=== Énoncé du problème ===
Condensez en quelques phrases le paragraphe du passage ci-dessous qui commence par « Ils ont entre 14 et 18 ans » en gardant ses faits principaux.

Belgique

Des semaines vécues avec des adolescents à l’IPPJ de Braine-le-Château.

Les jeunes placés en IPPJ ont entre 14 et 18 ans et sont soumis à des placements pour des infractions telles que meurtre, viol, trafic de drogue, braquage, vol ou carjacking. L’IPPJ de Braine-le-Château accueille en tout une quarantaine d’adolescents, répartis dans quatre sections fermées.


Ils ont entre 14 et 18 ans en majorité et sont placés en IPPJ (Institution Publique de Protection de la Jeunesse) pour des faits tels que meurtre, viol, trafic de drogue, braquage, vol ou carjacking. Certains viennent d’arriver, d’autres sont familiers avec les lieux, ayant déjà effectué plusieurs placements. « Moi, j’ai fait toute mon adolescence ici, j’en peux plus, la vérité », confie Adam*, 17 ans. Il ajoute : « Tu n’es pas prêt à être en IPPJ », en se remémorant ses premières nuits loin de son quartier et de sa famille. Il se souvient surtout de l’angoisse ressentie quand il s’est retrouvé seul, enfermé : « La première nuit, c’est compliqué de trouver le sommeil, de ne pas se sentir chez soi. »

Le directeur, Jean-Yves Charlier, déclare que « priver un jeune de sa liberté à 15, 16 ans, ce n’est pas rien. » Rachel Buzitu, responsable pédagogique de la section, complète : « Pour des jeunes qui ont souvent vécu en totale liberté, ce sont des limites extrêmement fortes. »

=== Données brutes ===
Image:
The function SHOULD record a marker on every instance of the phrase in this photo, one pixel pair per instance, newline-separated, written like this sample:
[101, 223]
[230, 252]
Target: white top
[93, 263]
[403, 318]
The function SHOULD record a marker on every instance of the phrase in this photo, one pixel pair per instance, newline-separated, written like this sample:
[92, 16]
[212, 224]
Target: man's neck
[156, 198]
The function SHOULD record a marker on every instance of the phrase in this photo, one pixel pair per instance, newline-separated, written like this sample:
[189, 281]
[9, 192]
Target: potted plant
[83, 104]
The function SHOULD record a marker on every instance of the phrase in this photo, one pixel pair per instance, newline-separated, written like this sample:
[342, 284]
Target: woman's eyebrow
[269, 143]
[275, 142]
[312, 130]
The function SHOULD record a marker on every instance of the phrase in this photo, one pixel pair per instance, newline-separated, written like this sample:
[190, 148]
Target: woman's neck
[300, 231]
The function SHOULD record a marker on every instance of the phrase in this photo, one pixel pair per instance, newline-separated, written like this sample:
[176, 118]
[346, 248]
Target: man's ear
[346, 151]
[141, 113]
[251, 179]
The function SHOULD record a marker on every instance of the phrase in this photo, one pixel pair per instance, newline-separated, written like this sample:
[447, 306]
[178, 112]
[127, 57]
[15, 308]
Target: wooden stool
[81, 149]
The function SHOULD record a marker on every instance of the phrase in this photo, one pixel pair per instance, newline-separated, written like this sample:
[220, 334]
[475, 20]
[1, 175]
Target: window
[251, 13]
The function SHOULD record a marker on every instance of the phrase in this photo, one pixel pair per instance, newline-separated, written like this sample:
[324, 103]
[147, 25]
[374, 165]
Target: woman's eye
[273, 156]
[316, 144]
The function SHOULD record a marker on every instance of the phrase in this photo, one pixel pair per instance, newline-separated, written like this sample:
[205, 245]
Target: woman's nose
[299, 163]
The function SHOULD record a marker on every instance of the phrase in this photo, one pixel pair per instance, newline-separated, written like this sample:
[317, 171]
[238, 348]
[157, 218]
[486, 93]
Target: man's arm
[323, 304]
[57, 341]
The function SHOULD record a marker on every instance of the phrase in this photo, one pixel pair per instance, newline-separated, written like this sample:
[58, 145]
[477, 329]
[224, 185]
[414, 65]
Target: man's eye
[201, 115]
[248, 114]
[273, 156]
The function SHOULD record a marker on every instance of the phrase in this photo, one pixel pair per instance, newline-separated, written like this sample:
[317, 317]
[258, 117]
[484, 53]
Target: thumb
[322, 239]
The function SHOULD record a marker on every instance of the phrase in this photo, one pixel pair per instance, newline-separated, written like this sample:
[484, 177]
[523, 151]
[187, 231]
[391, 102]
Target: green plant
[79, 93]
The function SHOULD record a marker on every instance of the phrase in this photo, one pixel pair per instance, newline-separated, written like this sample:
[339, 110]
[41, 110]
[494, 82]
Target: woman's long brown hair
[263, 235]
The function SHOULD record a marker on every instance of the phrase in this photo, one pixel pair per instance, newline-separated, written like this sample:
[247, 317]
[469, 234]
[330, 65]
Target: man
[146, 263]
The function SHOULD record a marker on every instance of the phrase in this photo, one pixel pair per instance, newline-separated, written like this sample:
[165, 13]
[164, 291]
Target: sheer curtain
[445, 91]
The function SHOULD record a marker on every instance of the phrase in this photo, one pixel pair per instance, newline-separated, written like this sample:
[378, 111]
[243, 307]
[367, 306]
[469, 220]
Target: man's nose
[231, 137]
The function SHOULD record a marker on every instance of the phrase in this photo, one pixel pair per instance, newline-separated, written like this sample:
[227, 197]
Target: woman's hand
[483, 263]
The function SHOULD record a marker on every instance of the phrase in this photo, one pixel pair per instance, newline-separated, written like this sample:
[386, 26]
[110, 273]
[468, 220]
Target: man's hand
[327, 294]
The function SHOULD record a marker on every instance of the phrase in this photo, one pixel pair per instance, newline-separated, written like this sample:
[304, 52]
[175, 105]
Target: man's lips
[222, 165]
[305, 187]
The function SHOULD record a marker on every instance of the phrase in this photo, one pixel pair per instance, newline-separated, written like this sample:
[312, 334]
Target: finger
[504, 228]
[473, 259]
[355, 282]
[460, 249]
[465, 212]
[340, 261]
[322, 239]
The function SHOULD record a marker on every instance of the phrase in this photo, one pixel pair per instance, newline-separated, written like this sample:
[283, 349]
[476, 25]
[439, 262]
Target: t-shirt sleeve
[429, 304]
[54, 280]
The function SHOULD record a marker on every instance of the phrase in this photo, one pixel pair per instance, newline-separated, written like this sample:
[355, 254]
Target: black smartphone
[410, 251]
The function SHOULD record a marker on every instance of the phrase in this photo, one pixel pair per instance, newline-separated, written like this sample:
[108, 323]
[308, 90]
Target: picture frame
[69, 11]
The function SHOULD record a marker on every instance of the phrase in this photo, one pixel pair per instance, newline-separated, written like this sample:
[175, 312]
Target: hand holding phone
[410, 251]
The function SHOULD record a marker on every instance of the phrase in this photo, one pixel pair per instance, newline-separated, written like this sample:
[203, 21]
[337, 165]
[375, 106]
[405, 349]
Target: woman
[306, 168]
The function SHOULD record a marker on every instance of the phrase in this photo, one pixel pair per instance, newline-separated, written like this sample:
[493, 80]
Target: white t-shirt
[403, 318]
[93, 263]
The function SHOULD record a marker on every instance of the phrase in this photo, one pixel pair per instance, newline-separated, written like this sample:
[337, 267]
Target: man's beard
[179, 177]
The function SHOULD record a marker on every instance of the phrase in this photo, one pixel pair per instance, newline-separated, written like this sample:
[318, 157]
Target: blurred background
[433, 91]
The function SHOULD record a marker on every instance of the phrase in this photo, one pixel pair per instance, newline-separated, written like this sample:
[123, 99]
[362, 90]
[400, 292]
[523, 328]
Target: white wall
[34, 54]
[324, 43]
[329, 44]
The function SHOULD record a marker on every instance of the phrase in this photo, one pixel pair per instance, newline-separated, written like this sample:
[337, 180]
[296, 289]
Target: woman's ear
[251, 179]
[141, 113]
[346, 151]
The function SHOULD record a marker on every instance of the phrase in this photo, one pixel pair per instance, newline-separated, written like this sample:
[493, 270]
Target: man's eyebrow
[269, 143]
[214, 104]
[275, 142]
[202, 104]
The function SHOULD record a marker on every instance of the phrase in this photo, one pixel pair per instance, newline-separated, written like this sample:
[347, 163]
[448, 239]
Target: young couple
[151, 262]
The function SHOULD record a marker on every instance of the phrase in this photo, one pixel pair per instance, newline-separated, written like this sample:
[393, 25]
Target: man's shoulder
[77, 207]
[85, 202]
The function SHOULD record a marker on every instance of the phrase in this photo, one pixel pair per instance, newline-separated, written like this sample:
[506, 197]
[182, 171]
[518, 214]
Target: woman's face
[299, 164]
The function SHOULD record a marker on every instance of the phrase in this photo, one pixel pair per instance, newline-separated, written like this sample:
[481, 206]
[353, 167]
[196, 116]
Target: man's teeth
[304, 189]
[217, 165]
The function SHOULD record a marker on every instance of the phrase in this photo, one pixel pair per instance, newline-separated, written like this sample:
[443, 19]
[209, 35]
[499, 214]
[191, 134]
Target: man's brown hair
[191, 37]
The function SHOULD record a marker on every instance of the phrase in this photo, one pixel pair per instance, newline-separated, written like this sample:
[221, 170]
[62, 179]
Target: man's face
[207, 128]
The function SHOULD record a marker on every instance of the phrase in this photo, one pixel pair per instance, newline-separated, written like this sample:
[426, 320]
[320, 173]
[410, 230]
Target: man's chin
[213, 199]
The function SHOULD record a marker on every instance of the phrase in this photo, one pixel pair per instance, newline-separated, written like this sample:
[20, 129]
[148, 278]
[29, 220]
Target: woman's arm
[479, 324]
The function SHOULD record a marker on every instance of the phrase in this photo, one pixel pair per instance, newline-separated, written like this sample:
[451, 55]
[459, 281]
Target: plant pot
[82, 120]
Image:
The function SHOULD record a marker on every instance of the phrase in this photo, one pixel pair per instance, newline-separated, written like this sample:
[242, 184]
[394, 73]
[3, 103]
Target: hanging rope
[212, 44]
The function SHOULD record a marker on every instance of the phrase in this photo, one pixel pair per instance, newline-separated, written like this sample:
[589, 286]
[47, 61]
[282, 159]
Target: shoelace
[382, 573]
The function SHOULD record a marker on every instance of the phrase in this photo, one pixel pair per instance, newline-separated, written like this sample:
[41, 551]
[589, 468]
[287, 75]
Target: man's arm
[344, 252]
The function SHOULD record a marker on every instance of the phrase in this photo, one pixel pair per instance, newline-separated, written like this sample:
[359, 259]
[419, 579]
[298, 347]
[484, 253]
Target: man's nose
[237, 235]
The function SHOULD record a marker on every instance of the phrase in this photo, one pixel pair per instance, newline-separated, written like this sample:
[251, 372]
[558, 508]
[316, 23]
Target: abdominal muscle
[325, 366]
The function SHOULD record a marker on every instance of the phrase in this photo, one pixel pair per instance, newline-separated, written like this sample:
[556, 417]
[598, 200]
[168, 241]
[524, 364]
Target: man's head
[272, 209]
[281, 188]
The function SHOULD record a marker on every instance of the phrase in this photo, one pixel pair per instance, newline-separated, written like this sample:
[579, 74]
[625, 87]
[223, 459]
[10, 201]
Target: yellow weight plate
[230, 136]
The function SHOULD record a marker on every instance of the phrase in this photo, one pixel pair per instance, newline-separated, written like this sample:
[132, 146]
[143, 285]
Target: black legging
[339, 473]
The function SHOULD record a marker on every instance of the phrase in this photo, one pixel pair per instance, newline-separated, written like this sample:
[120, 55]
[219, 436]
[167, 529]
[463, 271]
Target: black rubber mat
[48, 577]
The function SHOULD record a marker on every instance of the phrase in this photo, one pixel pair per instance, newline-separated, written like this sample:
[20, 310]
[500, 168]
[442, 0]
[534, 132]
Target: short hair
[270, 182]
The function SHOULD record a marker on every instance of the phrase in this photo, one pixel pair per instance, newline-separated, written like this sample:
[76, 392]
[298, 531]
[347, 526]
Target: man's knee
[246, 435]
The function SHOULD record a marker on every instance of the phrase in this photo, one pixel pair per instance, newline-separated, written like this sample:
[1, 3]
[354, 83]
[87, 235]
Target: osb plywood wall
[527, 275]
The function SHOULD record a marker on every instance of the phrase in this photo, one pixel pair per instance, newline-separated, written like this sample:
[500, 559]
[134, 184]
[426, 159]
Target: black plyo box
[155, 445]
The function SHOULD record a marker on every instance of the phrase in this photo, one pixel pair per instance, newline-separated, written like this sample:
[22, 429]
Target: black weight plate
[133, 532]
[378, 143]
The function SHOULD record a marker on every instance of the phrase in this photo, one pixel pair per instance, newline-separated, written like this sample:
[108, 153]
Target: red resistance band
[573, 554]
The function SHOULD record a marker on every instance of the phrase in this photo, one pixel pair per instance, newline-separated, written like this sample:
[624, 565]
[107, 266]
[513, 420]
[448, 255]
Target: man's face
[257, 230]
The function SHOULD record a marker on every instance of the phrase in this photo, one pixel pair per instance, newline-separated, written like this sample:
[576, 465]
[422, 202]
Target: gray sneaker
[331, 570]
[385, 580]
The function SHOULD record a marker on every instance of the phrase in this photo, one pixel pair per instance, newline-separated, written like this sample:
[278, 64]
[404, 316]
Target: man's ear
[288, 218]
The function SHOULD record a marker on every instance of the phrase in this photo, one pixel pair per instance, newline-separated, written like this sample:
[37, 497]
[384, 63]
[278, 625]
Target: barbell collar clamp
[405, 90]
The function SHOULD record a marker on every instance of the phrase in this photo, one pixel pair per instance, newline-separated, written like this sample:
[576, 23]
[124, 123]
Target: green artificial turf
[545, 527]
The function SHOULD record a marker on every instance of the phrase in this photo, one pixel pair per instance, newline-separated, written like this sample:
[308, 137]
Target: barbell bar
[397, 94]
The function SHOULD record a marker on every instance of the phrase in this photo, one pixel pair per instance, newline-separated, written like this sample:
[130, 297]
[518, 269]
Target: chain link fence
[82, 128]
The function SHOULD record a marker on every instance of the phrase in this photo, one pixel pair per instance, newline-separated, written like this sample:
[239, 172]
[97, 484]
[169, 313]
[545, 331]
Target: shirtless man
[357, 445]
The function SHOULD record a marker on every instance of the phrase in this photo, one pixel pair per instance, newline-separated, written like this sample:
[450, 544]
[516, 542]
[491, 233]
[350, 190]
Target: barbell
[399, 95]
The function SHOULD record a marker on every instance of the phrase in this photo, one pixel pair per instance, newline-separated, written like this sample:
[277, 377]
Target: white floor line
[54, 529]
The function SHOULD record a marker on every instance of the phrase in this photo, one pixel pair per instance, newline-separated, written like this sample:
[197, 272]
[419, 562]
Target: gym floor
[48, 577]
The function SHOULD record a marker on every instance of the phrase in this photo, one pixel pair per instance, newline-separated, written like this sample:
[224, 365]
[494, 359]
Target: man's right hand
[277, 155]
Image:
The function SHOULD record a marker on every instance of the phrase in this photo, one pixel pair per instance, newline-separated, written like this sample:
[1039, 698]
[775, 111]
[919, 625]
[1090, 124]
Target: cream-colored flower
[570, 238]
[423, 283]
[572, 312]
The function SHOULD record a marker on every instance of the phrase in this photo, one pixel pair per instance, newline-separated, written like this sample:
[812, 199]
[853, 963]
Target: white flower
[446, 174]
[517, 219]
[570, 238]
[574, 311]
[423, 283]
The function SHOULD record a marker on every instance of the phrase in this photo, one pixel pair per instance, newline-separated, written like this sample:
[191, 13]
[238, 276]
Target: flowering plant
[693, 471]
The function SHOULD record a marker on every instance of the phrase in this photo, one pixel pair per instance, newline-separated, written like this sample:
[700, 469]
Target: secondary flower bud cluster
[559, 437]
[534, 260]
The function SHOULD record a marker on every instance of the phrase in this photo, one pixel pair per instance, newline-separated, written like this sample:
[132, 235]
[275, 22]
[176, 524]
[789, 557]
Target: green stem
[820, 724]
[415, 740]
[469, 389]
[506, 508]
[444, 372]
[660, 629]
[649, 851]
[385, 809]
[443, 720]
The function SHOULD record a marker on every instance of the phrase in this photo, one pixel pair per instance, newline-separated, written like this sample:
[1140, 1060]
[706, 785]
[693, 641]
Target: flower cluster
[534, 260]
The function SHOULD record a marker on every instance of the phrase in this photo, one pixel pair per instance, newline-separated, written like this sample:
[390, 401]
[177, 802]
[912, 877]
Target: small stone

=== Résultat obtenu ===
Les jeunes placés en IPPJ (Institution Publique de Protection de la Jeunesse) ont pour la plupart entre 14 et 18 ans. Ils y sont envoyés pour des faits comme le meurtre, le viol, le trafic de drogue, le braquage, le vol ou le carjacking. Certains viennent d'arriver, d'autres ont déjà effectué plusieurs placements. Adam, 17 ans, dit y avoir passé toute son adolescence et n'en plus pouvoir. Il se souvient de l'angoisse de ses premières nuits, seul et enfermé loin de son quartier et de sa famille, quand il avait du mal à trouver le sommeil.